■ Requirement 1:
According to the turbulence notes below, what happens to the energy at the smallest scales (Kolmogorov scales)?

-- START Source extract --

Turbulent vs laminar flow

• Laminar flow is characterized by smooth, parallel layers of fluid with no mixing between the layers
• Turbulent flow, on the other hand, is characterized by chaotic and irregular motion of fluid particles, leading to mixing across layers
• The transition from laminar to turbulent flow is governed by the Reynolds number, which represents the ratio of inertial forces to viscous forces

Turbulence intensity

• Turbulence intensity is a measure of the magnitude of turbulent fluctuations relative to the mean flow velocity
• It is defined as the ratio of the root-mean-square of the turbulent velocity fluctuations to the mean flow velocity
• Higher turbulence intensity indicates stronger turbulent fluctuations and increased mixing in the flow

Turbulent kinetic energy

• Turbulent kinetic energy (TKE) is a measure of the kinetic energy associated with turbulent fluctuations in the flow
• TKE is defined as half the sum of the mean squared turbulent velocity fluctuations
• The production, transport, and dissipation of TKE play a crucial role in the dynamics of turbulent flows

Energy cascade in turbulence

• The energy cascade describes the transfer of energy from larger to smaller scales in turbulent flows
• Energy is introduced into the flow at large scales through external forcing or shear, and is then transferred to smaller scales through the breakdown of large eddies into smaller ones
• At the smallest scales (Kolmogorov scales), the energy is dissipated into heat through viscous effects

Turbulence modeling approaches

• Turbulence modeling is essential for simulating and predicting the behavior of turbulent flows in CFD
• Different approaches to turbulence modeling have been developed, each with its own advantages and limitations
• The choice of turbulence modeling approach depends on factors such as the flow characteristics, computational resources, and desired accuracy

Direct numerical simulation (DNS)

• DNS involves solving the Navier-Stokes equations without any turbulence modeling assumptions
• It resolves all scales of turbulent motion, from the largest eddies down to the Kolmogorov scales
• DNS requires extremely fine spatial and temporal resolution, making it computationally expensive and limited to low Reynolds number flows

Large eddy simulation (LES)

• LES directly resolves the large-scale turbulent eddies while modeling the effects of smaller scales using a subgrid-scale (SGS) model
• It captures more of the turbulent flow physics compared to RANS models, but at a higher computational cost
• LES is suitable for flows with complex geometries and unsteady phenomena, such as flow separation and vortex shedding

Reynolds-averaged Navier-Stokes (RANS)

-- END Source extract --
-- START Extracted records --

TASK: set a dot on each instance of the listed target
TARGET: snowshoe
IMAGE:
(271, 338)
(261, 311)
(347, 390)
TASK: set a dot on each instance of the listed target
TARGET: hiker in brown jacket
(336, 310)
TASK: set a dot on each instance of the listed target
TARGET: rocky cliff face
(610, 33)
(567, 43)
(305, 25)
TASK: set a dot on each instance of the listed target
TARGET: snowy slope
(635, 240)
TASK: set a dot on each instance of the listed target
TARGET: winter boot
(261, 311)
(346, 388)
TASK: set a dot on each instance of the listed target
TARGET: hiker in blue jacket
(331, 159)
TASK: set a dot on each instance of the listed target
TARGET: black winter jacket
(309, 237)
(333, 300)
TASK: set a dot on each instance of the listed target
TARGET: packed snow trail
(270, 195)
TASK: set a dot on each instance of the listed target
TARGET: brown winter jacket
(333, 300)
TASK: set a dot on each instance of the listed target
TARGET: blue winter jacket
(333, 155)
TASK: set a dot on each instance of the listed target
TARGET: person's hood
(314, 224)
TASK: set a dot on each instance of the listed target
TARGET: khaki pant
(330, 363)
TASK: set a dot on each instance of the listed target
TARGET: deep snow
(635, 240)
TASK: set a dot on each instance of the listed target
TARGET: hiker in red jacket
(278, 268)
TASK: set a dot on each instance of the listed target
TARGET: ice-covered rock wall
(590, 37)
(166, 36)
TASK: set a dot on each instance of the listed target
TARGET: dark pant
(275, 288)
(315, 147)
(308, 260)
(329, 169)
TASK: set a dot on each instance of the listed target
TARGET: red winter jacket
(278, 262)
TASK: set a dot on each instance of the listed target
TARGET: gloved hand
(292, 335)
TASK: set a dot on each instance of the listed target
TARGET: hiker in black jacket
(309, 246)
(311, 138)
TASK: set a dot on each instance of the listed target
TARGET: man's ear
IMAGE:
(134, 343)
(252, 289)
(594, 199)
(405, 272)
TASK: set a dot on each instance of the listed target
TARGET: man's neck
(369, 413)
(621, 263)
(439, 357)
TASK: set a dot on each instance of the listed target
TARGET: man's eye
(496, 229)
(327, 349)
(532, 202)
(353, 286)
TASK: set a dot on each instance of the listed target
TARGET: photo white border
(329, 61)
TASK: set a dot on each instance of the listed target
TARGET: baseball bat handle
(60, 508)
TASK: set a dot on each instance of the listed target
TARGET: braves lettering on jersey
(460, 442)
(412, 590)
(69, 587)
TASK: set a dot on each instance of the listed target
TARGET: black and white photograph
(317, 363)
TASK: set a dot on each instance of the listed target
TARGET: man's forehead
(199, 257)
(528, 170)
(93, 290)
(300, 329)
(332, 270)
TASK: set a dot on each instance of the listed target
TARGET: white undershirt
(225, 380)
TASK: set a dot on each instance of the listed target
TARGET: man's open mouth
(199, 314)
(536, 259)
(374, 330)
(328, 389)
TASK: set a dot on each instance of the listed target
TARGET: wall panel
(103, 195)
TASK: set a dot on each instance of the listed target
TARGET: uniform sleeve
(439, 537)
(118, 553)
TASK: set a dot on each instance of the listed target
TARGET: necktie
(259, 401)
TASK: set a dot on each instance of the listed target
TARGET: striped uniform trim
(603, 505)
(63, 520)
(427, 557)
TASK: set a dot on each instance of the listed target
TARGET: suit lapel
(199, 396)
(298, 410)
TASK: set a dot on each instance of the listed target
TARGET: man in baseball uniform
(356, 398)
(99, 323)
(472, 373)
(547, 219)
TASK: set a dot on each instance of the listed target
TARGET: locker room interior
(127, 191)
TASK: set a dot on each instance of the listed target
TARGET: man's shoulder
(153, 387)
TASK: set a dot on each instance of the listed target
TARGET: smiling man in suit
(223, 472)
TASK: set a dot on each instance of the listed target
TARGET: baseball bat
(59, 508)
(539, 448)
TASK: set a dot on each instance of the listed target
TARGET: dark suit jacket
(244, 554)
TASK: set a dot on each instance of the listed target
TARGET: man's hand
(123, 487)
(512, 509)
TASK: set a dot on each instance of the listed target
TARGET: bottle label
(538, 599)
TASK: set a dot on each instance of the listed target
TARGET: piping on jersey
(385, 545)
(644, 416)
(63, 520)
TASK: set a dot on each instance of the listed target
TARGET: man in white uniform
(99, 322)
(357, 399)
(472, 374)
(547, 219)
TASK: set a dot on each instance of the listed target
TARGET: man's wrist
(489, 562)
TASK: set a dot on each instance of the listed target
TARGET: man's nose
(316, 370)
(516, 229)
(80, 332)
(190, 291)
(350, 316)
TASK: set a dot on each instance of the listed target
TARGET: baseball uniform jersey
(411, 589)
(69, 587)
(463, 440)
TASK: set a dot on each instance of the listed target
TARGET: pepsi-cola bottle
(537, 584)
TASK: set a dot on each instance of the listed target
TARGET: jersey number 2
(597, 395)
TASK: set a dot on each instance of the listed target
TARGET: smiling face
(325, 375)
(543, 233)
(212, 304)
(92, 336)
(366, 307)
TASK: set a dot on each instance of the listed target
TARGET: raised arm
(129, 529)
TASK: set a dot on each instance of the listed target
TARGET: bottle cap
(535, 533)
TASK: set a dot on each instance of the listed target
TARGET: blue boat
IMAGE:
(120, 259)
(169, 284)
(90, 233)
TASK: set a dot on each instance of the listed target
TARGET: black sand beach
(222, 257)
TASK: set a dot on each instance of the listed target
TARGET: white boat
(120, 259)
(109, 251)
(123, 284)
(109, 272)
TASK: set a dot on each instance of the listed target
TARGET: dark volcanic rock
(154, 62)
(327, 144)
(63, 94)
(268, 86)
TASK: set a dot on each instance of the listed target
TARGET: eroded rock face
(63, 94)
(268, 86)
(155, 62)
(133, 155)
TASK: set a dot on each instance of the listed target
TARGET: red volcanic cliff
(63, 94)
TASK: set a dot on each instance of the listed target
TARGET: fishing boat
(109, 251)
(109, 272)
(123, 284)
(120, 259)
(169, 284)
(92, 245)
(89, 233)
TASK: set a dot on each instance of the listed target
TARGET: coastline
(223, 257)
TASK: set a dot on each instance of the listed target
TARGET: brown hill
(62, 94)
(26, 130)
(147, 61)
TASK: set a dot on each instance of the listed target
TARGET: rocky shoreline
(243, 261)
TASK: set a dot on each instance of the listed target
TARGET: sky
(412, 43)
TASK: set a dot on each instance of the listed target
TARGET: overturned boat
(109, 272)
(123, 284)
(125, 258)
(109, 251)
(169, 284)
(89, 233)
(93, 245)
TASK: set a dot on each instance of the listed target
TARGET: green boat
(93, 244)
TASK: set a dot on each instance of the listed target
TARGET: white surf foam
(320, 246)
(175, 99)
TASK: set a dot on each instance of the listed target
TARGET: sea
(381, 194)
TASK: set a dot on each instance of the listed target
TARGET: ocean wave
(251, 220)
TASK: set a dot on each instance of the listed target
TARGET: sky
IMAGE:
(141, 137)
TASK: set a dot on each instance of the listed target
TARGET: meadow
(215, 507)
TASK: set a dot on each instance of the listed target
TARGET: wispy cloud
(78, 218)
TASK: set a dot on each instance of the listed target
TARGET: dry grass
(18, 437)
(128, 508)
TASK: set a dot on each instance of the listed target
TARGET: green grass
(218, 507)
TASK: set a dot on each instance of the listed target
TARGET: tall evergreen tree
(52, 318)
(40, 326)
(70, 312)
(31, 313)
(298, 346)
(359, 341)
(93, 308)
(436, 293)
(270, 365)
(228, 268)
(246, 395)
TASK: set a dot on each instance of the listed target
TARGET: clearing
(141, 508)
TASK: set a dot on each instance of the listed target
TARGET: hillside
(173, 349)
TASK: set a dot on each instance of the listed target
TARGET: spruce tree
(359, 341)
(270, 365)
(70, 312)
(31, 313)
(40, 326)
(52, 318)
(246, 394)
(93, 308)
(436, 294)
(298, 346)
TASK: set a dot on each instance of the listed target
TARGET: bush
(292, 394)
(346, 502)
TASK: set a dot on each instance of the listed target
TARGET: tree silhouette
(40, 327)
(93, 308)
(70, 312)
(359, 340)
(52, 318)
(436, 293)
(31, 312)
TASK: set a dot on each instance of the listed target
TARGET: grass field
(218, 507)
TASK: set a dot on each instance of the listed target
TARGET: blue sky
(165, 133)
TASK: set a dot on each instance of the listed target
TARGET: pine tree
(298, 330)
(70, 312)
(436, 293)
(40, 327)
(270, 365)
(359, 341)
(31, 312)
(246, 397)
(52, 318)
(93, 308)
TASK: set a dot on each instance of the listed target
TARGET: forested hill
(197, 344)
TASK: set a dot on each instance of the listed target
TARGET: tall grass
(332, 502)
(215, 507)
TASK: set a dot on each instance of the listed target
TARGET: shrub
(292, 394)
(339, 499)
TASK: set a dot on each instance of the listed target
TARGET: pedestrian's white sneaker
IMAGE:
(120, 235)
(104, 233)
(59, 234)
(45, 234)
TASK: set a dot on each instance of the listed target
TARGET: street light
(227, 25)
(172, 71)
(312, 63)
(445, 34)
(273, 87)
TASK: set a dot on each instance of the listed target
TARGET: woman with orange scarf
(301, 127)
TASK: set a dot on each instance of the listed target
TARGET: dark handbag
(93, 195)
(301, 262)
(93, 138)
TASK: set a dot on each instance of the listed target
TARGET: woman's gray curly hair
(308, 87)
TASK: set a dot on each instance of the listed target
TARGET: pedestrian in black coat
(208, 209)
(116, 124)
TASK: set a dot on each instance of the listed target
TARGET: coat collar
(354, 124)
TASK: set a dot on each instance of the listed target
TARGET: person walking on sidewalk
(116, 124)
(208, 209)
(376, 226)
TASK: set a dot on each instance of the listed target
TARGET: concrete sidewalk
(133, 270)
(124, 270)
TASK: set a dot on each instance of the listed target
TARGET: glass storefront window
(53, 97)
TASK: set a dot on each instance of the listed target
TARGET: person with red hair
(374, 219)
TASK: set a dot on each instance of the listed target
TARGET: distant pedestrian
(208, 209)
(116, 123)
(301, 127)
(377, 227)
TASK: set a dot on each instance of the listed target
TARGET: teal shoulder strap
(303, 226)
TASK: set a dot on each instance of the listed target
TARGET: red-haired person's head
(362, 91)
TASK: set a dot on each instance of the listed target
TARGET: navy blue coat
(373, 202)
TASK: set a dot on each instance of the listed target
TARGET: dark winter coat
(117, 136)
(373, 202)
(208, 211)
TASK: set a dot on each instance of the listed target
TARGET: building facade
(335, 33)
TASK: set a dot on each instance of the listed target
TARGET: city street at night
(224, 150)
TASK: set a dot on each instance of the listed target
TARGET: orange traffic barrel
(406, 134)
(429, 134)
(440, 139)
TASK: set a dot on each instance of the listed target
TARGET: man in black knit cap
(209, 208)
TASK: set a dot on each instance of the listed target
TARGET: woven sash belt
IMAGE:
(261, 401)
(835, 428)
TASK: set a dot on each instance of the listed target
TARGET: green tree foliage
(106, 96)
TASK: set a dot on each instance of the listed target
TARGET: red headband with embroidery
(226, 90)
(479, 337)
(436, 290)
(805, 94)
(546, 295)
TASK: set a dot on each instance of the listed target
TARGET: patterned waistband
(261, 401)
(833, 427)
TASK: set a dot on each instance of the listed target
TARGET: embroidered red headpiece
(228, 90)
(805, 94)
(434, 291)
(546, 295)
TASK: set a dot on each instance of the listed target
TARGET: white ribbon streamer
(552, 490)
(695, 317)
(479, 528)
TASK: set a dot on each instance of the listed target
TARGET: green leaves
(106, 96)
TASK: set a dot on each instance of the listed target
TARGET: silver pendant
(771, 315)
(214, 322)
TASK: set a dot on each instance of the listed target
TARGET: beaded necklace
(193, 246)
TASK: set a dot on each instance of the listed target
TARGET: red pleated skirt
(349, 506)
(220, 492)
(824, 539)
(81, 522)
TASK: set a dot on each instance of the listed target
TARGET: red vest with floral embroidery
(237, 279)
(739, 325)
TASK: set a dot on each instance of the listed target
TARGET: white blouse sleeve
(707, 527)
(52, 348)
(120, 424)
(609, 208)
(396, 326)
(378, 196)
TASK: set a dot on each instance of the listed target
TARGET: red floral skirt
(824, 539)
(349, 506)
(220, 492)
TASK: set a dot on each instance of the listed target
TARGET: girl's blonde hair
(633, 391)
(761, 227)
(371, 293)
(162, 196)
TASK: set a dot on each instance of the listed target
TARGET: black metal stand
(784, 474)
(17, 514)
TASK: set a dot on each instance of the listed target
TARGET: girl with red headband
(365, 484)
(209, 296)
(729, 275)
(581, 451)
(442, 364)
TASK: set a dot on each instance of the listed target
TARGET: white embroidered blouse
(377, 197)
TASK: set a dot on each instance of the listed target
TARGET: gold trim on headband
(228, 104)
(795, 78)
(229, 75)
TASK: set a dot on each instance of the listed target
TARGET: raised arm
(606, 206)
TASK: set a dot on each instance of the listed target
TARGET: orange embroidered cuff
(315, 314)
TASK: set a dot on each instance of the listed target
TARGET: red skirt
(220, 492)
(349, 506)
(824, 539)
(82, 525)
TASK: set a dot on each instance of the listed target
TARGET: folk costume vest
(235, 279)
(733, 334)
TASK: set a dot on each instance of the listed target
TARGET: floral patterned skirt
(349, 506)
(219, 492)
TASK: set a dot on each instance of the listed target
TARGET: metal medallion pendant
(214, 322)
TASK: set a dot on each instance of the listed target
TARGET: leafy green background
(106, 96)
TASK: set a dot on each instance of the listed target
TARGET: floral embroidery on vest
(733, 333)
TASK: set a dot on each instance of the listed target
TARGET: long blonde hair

-- END Extracted records --

■ Requirement 2:
List every line of the records above that contains the string "face". Case counts.

■ Complete answer 1:
It is dissipated into heat through viscous effects.

■ Complete answer 2:
TARGET: rocky cliff face
TARGET: smiling face
TARGET: eroded rock face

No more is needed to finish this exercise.